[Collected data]
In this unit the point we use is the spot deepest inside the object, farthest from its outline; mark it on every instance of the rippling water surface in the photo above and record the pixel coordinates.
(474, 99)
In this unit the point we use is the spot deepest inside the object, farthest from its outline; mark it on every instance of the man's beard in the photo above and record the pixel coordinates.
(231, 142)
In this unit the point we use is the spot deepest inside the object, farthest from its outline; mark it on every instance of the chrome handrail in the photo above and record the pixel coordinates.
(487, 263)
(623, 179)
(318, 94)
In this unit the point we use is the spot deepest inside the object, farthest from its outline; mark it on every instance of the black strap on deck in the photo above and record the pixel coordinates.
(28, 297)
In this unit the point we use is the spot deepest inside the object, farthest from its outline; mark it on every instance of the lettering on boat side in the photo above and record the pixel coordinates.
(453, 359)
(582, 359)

## Prompt
Starting from the line that contains "of the lettering", give again every line to the last line of the data, exactly. Include nothing else.

## The completed task
In this unit the point we use is the spot deepest inside the object, farthest from its outline; mark it on every instance of the lettering on boat side in the photo above and record the pixel coordinates.
(453, 359)
(582, 359)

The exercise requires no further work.